(Stored items)
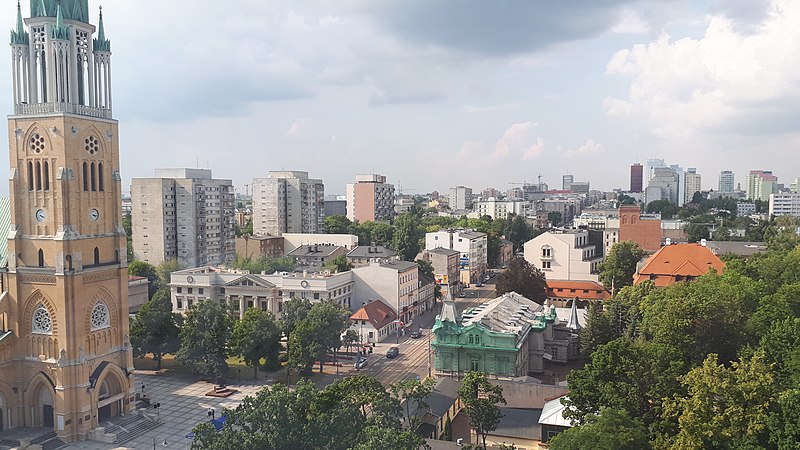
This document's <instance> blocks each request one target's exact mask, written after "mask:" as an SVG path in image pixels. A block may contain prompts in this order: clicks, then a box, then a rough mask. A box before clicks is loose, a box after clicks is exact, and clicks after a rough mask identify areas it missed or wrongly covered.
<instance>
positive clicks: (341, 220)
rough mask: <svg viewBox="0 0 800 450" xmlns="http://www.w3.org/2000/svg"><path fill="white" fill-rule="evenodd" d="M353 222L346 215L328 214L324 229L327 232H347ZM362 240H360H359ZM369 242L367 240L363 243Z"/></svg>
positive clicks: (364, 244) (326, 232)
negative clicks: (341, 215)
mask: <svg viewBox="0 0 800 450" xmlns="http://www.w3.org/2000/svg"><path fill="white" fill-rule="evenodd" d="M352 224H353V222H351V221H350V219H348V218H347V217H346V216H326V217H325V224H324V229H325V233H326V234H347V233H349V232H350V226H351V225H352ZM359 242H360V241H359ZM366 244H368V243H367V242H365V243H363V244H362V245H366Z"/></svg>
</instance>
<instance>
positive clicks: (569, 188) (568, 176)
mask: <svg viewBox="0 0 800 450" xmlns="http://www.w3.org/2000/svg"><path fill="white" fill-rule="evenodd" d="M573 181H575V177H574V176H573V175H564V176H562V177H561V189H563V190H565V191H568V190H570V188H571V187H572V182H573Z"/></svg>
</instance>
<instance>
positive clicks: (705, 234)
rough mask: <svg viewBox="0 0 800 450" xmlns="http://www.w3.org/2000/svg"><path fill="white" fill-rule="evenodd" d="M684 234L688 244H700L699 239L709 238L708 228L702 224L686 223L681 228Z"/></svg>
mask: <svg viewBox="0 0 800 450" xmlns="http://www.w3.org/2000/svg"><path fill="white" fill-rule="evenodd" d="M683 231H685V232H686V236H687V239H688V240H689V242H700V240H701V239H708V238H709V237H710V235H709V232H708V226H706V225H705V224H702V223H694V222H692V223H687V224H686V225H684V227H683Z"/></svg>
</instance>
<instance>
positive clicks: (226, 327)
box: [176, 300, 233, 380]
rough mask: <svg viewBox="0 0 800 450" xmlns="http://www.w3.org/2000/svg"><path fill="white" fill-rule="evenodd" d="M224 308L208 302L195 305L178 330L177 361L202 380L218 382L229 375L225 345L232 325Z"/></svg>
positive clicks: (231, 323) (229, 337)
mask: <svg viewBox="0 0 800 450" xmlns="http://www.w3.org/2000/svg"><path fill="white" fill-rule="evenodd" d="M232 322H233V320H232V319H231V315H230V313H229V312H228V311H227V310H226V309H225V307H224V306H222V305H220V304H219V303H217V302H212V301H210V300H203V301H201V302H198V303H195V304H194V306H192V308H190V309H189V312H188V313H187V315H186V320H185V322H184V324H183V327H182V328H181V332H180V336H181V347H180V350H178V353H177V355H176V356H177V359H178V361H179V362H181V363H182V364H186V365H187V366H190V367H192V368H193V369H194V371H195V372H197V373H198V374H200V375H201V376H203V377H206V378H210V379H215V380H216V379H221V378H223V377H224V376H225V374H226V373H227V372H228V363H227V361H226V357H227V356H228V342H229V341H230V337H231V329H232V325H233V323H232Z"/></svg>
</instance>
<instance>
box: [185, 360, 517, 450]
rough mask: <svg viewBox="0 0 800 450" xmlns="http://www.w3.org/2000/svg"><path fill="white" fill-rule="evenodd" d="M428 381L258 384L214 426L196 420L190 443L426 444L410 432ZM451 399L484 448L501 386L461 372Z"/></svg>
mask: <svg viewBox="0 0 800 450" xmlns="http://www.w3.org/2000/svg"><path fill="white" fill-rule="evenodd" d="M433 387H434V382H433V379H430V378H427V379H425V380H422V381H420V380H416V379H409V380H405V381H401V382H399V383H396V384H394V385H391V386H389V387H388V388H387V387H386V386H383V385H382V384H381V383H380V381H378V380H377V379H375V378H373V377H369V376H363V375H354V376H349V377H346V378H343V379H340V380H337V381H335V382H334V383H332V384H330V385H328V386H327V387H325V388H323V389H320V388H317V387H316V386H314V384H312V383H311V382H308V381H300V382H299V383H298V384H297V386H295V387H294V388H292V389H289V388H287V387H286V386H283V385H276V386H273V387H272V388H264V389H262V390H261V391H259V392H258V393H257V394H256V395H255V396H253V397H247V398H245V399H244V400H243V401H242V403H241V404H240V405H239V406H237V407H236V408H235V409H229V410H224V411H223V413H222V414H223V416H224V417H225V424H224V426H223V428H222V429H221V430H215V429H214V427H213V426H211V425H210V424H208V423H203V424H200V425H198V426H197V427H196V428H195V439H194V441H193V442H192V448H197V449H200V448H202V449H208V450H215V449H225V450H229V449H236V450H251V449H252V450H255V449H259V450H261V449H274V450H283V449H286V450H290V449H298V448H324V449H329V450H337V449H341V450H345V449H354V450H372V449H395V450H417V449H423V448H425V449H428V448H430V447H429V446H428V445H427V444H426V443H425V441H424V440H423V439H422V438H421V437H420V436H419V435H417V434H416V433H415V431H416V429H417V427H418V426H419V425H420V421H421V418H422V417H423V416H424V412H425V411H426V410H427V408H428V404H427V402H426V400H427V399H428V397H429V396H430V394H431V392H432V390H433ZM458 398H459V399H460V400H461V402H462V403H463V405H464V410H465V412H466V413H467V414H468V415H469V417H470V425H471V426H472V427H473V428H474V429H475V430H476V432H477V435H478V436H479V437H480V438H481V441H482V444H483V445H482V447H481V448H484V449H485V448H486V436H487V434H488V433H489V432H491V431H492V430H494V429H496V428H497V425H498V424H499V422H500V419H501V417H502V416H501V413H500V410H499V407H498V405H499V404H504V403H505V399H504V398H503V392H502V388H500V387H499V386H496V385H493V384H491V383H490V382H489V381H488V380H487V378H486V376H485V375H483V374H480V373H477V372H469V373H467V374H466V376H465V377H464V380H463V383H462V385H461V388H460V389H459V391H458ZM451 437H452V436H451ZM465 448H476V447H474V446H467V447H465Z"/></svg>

- _YOUR TASK_
Reproduce all of the material above word for word, omitting the pictures.

- _EXERCISE OUTPUT_
This document's <instance> blocks each request one target's exact mask, written after "mask:" as an SVG path in image pixels. A block may contain prompts in this order: clicks, then a box, then a rough mask. A box before clicks is loose, a box after clicks is exact, and clicks after a rough mask identify areas it missed or wrongly covered.
<instance>
positive clicks: (341, 220)
rough mask: <svg viewBox="0 0 800 450" xmlns="http://www.w3.org/2000/svg"><path fill="white" fill-rule="evenodd" d="M353 222L346 215L328 214L324 229L327 232H347ZM362 240H360H359ZM369 242L367 240L363 243Z"/></svg>
positive clicks: (364, 244) (326, 232)
negative clicks: (341, 215)
mask: <svg viewBox="0 0 800 450" xmlns="http://www.w3.org/2000/svg"><path fill="white" fill-rule="evenodd" d="M352 224H353V222H351V221H350V219H348V218H347V217H346V216H326V217H325V224H324V229H325V233H326V234H347V233H349V232H350V226H351V225H352ZM359 242H360V241H359ZM366 244H368V243H367V242H365V243H363V244H362V245H366Z"/></svg>
</instance>
<instance>
positive clicks: (569, 188) (568, 176)
mask: <svg viewBox="0 0 800 450" xmlns="http://www.w3.org/2000/svg"><path fill="white" fill-rule="evenodd" d="M573 181H575V177H574V176H573V175H564V176H562V177H561V189H563V190H565V191H568V190H570V188H571V187H572V182H573Z"/></svg>
</instance>
<instance>
positive clicks: (705, 234)
rough mask: <svg viewBox="0 0 800 450" xmlns="http://www.w3.org/2000/svg"><path fill="white" fill-rule="evenodd" d="M684 234L688 244H700L699 239L709 238L708 228L702 224L686 223L681 228Z"/></svg>
mask: <svg viewBox="0 0 800 450" xmlns="http://www.w3.org/2000/svg"><path fill="white" fill-rule="evenodd" d="M683 231H685V232H686V236H687V239H688V240H689V242H700V240H701V239H708V238H709V237H710V235H709V232H708V226H706V225H705V224H702V223H694V222H692V223H687V224H686V225H684V227H683Z"/></svg>
</instance>
<instance>
positive clicks: (226, 327)
box: [176, 300, 233, 380]
rough mask: <svg viewBox="0 0 800 450" xmlns="http://www.w3.org/2000/svg"><path fill="white" fill-rule="evenodd" d="M224 308L208 302L195 305L178 330L177 361L202 380L218 382L229 375L225 345L232 325Z"/></svg>
positive clicks: (231, 323) (229, 337)
mask: <svg viewBox="0 0 800 450" xmlns="http://www.w3.org/2000/svg"><path fill="white" fill-rule="evenodd" d="M232 322H233V320H232V319H231V315H230V313H229V312H228V311H227V310H226V309H225V307H224V306H222V305H220V304H219V303H217V302H212V301H210V300H203V301H201V302H198V303H195V304H194V306H192V308H190V309H189V312H188V313H187V315H186V320H185V322H184V324H183V327H182V328H181V332H180V336H181V347H180V350H178V353H177V355H176V356H177V359H178V361H179V362H181V363H182V364H186V365H187V366H190V367H192V368H193V369H194V371H195V372H197V373H198V374H200V375H201V376H203V377H206V378H210V379H215V380H216V379H221V378H223V377H224V376H225V374H226V373H227V372H228V363H227V361H226V357H227V356H228V342H229V341H230V337H231V329H232V325H233V323H232Z"/></svg>
</instance>
<instance>
box: [185, 360, 517, 450]
rough mask: <svg viewBox="0 0 800 450" xmlns="http://www.w3.org/2000/svg"><path fill="white" fill-rule="evenodd" d="M428 381L258 384L214 426L196 420L190 443L426 444L410 432ZM451 399L484 448L501 386L461 372Z"/></svg>
mask: <svg viewBox="0 0 800 450" xmlns="http://www.w3.org/2000/svg"><path fill="white" fill-rule="evenodd" d="M433 387H434V382H433V379H430V378H427V379H425V380H422V381H420V380H416V379H409V380H405V381H401V382H399V383H396V384H394V385H391V386H389V387H388V388H387V387H386V386H383V385H382V384H381V383H380V381H378V380H377V379H375V378H373V377H369V376H363V375H354V376H349V377H346V378H343V379H340V380H337V381H335V382H334V383H332V384H330V385H328V386H327V387H325V388H323V389H320V388H317V387H316V386H314V384H312V383H311V382H308V381H300V382H299V383H298V384H297V386H295V387H294V388H292V389H289V388H287V387H286V386H283V385H276V386H273V387H272V388H264V389H262V390H261V391H259V392H258V393H257V394H256V395H255V396H253V397H247V398H245V399H244V400H243V401H242V403H241V404H240V405H239V406H237V407H236V408H235V409H229V410H224V411H223V413H222V414H223V416H224V417H225V424H224V426H223V428H222V429H221V430H215V429H214V427H213V426H211V425H210V424H208V423H203V424H200V425H198V426H197V427H196V428H195V439H194V441H193V442H192V448H197V449H200V448H202V449H208V450H215V449H225V450H229V449H236V450H251V449H252V450H255V449H259V450H261V449H274V450H283V449H286V450H290V449H298V448H324V449H329V450H337V449H341V450H345V449H354V450H372V449H395V450H417V449H423V448H425V449H428V448H430V447H429V446H428V445H427V444H426V443H425V441H424V440H423V439H422V438H421V437H420V436H419V435H417V434H416V433H415V431H416V429H417V427H418V426H419V425H420V421H421V418H422V417H423V416H424V412H425V411H426V410H427V408H428V404H427V402H426V400H427V399H428V397H429V396H430V394H431V392H432V390H433ZM458 398H459V399H460V400H461V402H462V403H463V405H464V410H465V412H466V413H467V414H468V415H469V417H470V425H471V426H472V427H473V428H474V429H475V430H476V432H477V435H478V436H479V437H480V438H481V441H482V444H483V445H482V447H481V448H484V449H485V448H486V436H487V434H488V433H489V432H491V431H492V430H494V429H496V428H497V425H498V424H499V422H500V419H501V417H502V416H501V413H500V410H499V407H498V405H499V404H504V403H505V399H504V398H503V392H502V388H500V387H499V386H496V385H493V384H491V383H490V382H489V381H488V380H487V378H486V376H485V375H483V374H480V373H477V372H469V373H467V374H466V376H465V377H464V380H463V383H462V385H461V388H460V389H459V391H458ZM451 437H452V436H451ZM465 448H476V447H474V446H467V447H465Z"/></svg>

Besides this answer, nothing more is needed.